又病人が栄養として動物の生血を呑む事があるが、実に呆れたものである。成程一時は多少の効果はあるかも知れないが、実は体内の血液生産機能を弱らせる。其結果却って貧血するようになる。考えても見るがいい、人間は、白い米やパンを食い、青い菜や黄色い豆を食って、赤い血が出来るにみて、何と素晴しい生産技術者ではないか。血液の一粍だもない物を食っても、血液が出来るとしたら、血液を飲んだら一体どういう事になろう、言う迄もなく逆に血液は出来ない事になる。そこに気が付かない栄養学の蒙昧は、何と評していいか言葉はない。彼の牛という獣でさえ、藁を食って、結構な牛乳が出来るではないか、況んや人間に於てをやである。之等によってみても、栄養学の誤謬発生の原因は、全く自然を無視した処に原因するのである。

そうして、人間になくてならない栄養は、植物に多く含まれている。何よりも菜食者は例外なく健康で長生きである。彼の粗食主義の禅僧などには長寿者が最も多い事実や、先日九十四歳で物故した英国のバーナード・ショウ翁の如きは、有名な菜食主義者である。又以前斯ういう事があった。或時私は東北線の汽車に乗った処、隣りにいた五十幾歳位の顔色のいい健康そうな田舎紳士風の人がいた。彼は時々洋服のポケットから青松葉を出しては、美味そうにムシャムシャ食っている。私は変った人と思い訊ねた処、彼は誇らし気に自分は十数年前から青松葉を常食にしていて外には何も食わない。以前は弱かったが、松葉がいい事を知りそれを食い始めた処、最初は随分不味かったが、段々美味くなると共に、素晴しい健康となって此通りだと釦を外し、腕を捲くって見せた事があった。又最近の新聞に、茶殻ばかりを食って、健康である一青年の事が出ていた。之は本人の直話であるから間違いはない。以前私は日本アルプスの槍ケ嶽へ登山した折の事、案内人夫の弁当を見て驚いた。それは飯ばかりで菜がない、訊いてみると非常に美味いという。私が缶詰をやろうとしたら、彼は断ってどうしても受けなかった。それでいて十貫以上の荷物を背負い、十里位の山道を毎日登り下りするのであるから驚くべきである。之は古い話だが彼の江戸中期の有名な儒者荻生徂徠は、豆腐屋の二階に厄介になり、二年間豆腐殻ばかりを食って勉強したという事である。又私は曩に述べた如く、結核を治すべく三カ月間、絶対菜食で鰹節さえ使わず、薬も廃めて了ったが、それで完全に治ったのである。

- _抜粋への質問_
**A)** 抜粋では、荻生徂徠は二年間何ばかりを食べて勉強したと書かれていますか。
**B)** 抜粋の内容を二文でまとめてください。
**C)** 抜粋のうち「又病人が栄養として」で始まる段落を、主な内容を残して箇条書きに直してください。

- _提供データ_

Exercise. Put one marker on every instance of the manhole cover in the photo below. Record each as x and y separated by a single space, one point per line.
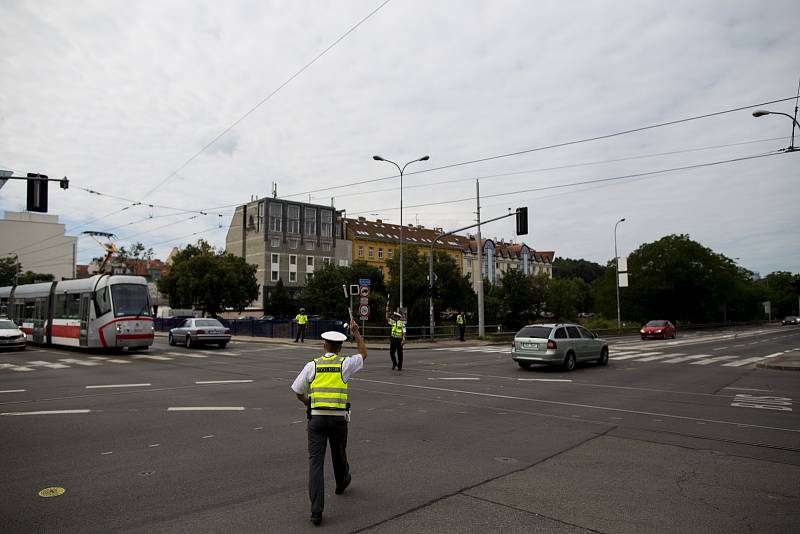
52 492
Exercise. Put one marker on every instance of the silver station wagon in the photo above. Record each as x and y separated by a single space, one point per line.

- _解答一覧_
**A)** 豆腐殻ばかりを食べて勉強したと書かれています。

**B)** 動物の生血を飲むと体内で血を作る働きが弱まり、かえって貧血になるとして、自然を無視した栄養学の誤りが批判されている。そのうえで、人間に必要な栄養は植物に多く含まれ、菜食者は健康で長生きだとし、青松葉を常食にする人の例や、筆者が菜食で結核を完全に治した体験などが挙げられている。

**C)**
・病人が栄養のために動物の生血を飲むことがある。
・一時は多少の効果があるかもしれないが、体内で血液を作る働きを弱らせ、かえって貧血になる。
・人間は白い米やパン、青い菜、黄色い豆を食べて赤い血を作る、すばらしい生産技術者である。
・血液を含まない物を食べて血液ができるのなら、血液を飲めば逆に血液はできなくなる。
・牛でさえ藁を食べて牛乳を作るのだから、人間ならなおさらである。
・栄養学の誤りは、自然を無視したところから生まれている。